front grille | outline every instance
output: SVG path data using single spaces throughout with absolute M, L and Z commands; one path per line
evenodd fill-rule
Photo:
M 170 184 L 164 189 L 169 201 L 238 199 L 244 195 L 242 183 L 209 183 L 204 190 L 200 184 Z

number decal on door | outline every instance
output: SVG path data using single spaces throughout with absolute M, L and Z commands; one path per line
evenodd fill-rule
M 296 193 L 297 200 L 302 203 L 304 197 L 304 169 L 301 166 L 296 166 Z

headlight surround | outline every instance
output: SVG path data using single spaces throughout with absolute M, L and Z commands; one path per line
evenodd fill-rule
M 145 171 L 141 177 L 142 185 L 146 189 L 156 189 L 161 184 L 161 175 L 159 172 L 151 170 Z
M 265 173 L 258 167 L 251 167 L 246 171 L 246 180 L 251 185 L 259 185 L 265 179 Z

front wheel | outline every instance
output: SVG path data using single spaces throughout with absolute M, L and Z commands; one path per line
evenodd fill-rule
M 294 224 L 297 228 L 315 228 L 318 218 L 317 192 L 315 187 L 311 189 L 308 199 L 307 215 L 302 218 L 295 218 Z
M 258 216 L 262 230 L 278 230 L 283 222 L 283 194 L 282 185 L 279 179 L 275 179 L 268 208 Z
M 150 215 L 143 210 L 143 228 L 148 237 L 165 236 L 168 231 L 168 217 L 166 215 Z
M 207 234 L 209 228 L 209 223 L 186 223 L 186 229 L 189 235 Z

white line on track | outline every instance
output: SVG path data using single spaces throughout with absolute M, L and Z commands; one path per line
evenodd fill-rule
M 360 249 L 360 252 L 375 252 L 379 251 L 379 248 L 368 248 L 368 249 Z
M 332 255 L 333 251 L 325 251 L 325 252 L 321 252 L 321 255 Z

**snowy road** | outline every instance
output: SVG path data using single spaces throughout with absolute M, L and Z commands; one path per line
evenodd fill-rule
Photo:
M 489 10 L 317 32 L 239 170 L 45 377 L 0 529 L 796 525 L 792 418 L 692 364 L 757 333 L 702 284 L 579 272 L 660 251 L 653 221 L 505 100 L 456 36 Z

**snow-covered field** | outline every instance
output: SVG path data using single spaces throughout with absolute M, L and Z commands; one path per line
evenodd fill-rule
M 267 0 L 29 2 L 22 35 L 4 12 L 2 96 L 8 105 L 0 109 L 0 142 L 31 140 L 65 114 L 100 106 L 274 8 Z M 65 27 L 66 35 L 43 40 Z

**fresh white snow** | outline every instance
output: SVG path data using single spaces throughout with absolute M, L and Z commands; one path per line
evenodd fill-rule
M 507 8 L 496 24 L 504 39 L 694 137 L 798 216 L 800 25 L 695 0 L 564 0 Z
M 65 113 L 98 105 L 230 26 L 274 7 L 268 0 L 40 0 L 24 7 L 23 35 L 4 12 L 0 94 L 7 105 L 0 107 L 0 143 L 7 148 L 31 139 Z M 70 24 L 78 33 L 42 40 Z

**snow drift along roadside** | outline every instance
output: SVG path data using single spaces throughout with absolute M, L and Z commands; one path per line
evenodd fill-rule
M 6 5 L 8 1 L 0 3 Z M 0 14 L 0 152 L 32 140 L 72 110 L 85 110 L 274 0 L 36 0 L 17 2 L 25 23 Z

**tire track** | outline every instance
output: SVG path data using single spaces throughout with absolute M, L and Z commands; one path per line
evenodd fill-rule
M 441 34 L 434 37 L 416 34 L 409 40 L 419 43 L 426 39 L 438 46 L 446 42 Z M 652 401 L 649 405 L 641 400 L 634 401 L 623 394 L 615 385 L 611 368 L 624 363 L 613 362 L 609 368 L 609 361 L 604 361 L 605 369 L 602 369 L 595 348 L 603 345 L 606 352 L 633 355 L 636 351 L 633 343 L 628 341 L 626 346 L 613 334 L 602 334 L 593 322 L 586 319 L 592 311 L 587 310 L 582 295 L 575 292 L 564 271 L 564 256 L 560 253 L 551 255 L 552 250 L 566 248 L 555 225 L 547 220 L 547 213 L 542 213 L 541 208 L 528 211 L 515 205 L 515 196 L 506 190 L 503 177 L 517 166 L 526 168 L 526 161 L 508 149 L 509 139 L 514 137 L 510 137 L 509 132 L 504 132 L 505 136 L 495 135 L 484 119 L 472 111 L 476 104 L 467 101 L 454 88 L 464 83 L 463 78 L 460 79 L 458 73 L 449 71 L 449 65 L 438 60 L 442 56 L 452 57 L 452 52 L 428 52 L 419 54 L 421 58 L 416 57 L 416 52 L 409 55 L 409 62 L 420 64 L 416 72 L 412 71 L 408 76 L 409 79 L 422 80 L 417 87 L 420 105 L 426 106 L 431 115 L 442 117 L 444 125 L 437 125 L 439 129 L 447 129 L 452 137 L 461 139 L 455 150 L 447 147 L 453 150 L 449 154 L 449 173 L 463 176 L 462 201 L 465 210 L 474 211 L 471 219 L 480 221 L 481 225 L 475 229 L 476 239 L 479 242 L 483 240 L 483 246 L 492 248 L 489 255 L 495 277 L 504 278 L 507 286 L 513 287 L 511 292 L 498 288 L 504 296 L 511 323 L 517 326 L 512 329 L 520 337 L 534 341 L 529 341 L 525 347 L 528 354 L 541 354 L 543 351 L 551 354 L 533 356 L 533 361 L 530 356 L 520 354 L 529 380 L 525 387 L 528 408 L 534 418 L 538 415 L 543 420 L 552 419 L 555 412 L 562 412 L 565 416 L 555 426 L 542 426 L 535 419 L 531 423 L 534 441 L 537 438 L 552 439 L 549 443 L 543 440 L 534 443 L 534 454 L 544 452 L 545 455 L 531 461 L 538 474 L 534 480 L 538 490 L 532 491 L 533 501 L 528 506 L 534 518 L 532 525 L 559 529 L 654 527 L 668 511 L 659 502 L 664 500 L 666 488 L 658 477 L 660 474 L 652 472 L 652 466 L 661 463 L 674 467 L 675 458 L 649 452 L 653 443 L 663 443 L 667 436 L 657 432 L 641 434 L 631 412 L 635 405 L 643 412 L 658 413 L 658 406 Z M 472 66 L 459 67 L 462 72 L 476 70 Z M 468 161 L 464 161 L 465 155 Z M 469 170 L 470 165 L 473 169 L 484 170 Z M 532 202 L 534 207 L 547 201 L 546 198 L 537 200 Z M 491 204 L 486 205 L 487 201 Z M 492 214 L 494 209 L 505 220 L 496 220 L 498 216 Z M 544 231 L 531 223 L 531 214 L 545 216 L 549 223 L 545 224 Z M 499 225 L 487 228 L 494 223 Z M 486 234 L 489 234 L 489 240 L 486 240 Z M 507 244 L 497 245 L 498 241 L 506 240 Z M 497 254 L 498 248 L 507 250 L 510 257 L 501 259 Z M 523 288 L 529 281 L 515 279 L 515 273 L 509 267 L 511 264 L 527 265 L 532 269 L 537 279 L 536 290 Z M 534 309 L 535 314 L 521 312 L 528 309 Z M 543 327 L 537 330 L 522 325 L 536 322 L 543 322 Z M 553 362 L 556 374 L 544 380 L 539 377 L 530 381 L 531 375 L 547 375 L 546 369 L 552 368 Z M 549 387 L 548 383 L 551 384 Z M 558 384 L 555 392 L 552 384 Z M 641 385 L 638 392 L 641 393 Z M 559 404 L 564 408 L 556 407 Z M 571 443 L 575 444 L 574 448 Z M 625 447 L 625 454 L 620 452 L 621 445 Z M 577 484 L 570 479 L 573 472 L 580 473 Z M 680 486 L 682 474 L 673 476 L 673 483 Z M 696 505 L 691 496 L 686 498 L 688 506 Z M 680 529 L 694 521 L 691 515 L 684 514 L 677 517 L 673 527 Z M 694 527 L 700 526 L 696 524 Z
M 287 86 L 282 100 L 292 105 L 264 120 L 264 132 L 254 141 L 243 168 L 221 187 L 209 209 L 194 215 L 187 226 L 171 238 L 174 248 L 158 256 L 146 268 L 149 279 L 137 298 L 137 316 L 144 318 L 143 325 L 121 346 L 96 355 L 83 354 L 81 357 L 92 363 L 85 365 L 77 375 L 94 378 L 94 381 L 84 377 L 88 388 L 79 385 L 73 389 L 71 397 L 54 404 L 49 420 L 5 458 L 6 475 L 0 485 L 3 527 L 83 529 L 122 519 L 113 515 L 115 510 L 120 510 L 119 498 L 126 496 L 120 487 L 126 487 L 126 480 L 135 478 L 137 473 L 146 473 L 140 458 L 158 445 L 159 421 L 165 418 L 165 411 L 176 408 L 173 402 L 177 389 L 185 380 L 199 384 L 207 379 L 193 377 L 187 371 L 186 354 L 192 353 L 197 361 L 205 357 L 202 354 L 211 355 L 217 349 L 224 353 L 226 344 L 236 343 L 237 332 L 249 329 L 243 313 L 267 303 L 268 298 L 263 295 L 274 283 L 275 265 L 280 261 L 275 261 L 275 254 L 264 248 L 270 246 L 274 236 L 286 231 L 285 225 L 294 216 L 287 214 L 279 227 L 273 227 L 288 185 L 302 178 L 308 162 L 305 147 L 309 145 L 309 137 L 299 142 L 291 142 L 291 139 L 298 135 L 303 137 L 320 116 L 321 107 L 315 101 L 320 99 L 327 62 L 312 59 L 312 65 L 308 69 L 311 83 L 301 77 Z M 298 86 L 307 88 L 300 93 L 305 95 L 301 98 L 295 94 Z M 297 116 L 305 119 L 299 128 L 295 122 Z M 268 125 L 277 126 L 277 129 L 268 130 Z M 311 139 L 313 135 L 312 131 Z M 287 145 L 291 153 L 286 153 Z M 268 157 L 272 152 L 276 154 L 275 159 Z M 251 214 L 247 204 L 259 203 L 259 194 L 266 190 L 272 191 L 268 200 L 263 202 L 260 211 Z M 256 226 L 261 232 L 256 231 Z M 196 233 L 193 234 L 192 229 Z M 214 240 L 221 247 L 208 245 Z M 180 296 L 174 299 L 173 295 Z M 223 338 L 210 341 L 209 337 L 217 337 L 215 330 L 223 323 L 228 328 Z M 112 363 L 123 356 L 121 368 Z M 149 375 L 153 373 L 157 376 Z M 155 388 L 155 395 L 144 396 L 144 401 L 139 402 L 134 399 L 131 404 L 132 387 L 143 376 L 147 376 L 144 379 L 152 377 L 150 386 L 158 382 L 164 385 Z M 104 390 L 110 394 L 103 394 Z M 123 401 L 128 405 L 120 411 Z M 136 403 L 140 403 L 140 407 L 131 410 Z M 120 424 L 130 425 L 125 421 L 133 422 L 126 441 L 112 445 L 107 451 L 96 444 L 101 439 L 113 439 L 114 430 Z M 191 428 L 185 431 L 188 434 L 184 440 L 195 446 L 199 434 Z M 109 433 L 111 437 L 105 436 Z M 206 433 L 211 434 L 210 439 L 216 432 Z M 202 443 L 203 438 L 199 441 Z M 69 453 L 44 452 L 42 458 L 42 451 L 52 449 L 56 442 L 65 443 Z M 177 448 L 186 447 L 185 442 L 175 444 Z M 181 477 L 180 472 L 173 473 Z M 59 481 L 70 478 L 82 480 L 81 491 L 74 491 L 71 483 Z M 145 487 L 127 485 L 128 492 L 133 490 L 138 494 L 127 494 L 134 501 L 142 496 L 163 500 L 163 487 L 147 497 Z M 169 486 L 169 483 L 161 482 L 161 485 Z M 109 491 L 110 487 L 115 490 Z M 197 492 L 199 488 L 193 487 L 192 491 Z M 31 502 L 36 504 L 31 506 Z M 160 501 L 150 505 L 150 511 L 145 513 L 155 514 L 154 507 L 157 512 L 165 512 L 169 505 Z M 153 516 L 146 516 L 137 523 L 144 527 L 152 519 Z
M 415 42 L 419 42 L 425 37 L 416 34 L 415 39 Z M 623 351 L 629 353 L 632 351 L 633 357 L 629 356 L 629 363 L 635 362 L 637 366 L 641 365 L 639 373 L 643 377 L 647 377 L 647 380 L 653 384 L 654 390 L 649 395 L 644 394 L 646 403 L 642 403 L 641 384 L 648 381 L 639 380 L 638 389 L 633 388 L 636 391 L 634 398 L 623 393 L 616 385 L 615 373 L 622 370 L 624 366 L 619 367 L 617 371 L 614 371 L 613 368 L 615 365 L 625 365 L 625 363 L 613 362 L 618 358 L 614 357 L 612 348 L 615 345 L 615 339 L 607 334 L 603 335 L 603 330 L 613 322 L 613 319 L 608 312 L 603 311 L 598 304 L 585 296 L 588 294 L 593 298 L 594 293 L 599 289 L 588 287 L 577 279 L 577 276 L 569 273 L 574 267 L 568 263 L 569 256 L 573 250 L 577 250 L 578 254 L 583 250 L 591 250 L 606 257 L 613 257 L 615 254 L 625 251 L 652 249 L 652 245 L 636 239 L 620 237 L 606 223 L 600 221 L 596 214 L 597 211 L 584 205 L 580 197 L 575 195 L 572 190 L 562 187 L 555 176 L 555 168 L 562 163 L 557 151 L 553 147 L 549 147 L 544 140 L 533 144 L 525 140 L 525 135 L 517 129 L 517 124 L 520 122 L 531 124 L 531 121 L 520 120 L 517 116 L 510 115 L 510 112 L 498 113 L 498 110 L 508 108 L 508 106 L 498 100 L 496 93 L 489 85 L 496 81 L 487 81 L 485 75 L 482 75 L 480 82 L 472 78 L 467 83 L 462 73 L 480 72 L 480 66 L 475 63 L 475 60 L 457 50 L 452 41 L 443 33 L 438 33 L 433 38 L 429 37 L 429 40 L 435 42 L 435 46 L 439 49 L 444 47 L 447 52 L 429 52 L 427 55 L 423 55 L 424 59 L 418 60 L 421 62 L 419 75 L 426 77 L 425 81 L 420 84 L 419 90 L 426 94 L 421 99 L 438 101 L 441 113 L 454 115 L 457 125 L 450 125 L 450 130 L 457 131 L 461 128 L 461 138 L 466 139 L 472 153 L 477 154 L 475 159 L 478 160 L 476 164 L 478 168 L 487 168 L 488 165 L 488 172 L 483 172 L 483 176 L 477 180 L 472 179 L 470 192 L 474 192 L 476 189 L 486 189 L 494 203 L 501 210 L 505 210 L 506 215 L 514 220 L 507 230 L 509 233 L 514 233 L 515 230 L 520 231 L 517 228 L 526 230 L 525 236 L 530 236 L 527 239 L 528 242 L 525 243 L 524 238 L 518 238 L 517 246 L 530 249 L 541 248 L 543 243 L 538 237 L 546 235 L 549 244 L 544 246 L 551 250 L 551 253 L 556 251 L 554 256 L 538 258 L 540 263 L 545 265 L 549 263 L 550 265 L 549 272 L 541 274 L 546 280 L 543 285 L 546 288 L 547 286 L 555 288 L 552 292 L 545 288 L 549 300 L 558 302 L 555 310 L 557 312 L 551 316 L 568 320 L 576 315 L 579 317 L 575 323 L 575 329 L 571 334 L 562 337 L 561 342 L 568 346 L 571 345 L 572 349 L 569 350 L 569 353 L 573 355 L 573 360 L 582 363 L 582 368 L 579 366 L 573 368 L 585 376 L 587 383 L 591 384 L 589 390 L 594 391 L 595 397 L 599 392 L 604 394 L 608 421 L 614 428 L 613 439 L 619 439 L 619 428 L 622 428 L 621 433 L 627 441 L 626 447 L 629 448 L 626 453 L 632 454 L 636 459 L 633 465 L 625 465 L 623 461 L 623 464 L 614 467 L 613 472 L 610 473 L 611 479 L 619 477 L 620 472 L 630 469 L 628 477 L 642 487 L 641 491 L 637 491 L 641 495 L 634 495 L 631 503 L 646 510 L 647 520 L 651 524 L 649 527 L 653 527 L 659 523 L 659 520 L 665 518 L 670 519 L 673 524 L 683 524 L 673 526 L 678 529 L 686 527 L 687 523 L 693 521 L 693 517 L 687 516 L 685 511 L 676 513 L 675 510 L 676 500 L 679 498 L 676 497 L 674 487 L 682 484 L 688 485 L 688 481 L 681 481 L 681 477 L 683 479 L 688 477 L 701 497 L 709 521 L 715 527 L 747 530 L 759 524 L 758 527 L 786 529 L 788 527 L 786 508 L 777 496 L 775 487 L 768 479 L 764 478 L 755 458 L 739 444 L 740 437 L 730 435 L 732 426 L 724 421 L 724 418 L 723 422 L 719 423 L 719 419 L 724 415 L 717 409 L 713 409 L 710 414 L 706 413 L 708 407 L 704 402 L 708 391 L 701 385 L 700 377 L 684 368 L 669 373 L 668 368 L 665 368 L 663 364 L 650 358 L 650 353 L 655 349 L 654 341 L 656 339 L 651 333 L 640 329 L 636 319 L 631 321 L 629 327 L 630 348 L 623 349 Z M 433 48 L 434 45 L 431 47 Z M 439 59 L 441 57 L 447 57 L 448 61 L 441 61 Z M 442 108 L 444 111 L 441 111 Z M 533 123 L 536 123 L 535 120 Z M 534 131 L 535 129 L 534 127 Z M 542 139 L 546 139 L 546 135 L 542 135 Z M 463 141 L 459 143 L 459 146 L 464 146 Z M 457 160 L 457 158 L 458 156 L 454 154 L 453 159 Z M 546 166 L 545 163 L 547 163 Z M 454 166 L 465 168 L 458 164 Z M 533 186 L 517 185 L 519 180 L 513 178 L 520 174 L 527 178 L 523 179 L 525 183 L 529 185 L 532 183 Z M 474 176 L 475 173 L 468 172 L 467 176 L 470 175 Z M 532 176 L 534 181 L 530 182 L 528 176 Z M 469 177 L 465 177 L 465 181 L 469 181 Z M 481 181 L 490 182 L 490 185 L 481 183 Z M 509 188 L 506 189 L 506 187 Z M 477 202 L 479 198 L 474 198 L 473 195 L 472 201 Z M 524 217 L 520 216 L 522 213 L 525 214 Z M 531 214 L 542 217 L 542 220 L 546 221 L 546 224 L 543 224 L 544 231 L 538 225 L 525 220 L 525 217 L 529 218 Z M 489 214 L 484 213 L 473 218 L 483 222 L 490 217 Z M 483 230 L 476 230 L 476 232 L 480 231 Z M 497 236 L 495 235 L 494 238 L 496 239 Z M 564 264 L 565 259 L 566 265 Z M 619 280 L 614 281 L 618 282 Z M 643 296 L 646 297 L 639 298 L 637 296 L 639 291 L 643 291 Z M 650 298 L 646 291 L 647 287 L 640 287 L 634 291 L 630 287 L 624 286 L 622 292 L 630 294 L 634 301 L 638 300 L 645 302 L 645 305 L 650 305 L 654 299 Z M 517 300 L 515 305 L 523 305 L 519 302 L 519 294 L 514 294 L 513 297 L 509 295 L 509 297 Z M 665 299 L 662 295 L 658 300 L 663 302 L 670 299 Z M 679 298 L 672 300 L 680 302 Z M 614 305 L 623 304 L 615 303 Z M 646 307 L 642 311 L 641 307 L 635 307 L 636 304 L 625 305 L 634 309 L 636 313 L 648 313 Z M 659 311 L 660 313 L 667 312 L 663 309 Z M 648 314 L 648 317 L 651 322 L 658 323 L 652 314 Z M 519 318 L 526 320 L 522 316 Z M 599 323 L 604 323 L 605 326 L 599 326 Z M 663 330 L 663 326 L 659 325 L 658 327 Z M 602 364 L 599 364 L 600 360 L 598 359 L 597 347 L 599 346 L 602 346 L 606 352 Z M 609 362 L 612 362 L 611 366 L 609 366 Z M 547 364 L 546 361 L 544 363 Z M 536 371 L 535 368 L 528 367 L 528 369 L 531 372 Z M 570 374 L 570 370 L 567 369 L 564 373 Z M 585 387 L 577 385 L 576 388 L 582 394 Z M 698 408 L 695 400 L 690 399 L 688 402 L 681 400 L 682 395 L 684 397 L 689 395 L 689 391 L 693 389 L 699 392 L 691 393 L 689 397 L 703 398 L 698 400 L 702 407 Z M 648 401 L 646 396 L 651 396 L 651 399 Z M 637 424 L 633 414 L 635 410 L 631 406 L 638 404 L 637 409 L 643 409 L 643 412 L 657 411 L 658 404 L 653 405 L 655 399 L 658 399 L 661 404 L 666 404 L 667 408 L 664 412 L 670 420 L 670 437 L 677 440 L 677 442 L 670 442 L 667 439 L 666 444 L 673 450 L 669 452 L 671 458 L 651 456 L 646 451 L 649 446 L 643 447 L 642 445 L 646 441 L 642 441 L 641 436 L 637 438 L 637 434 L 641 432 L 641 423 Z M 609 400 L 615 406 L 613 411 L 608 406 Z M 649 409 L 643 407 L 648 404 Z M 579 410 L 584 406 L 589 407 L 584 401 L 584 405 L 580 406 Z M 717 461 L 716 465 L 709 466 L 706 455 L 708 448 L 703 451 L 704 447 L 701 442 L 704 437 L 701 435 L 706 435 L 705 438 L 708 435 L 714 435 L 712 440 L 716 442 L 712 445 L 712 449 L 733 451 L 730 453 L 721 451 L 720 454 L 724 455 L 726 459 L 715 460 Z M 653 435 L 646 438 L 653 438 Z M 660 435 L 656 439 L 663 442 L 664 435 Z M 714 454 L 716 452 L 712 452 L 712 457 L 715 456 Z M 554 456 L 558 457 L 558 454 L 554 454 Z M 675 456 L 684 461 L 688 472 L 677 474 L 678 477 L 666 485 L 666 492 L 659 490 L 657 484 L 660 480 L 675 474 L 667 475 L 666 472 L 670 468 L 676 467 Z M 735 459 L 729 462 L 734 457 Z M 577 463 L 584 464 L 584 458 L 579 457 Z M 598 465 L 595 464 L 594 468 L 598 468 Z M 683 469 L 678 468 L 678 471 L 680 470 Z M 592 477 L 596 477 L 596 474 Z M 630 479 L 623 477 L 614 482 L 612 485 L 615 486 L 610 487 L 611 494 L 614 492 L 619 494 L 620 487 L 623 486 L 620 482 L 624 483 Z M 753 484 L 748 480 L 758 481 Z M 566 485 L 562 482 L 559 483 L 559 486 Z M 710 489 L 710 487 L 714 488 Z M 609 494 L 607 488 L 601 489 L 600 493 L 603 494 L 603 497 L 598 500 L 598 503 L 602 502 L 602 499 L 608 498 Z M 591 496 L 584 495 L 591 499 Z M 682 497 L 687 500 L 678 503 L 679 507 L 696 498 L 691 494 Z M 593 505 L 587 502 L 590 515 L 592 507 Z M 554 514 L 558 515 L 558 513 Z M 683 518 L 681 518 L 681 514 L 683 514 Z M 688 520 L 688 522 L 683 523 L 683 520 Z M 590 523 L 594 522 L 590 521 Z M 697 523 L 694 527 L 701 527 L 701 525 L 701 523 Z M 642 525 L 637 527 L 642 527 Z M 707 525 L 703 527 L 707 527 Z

## Directions
Above are the records; copy exactly the lines from the line with "white line on track | outline every instance" through the line with "field** | outline every instance", both included.

## Exercise solution
white line on track | outline every instance
output: SVG path data using single spaces throughout with absolute M, L and Z commands; one path per line
evenodd fill-rule
M 360 249 L 360 252 L 375 252 L 379 251 L 379 248 L 368 248 L 368 249 Z
M 332 255 L 333 251 L 325 251 L 325 252 L 321 252 L 321 255 Z

**snowy road** | outline every instance
output: SVG path data using single spaces throughout with absolute M, L and Z commands; one path per line
evenodd fill-rule
Photo:
M 489 10 L 317 32 L 239 170 L 45 377 L 0 529 L 796 525 L 792 418 L 692 364 L 757 333 L 702 284 L 579 272 L 660 251 L 653 221 L 505 100 L 456 36 Z

**snow-covered field** | outline every instance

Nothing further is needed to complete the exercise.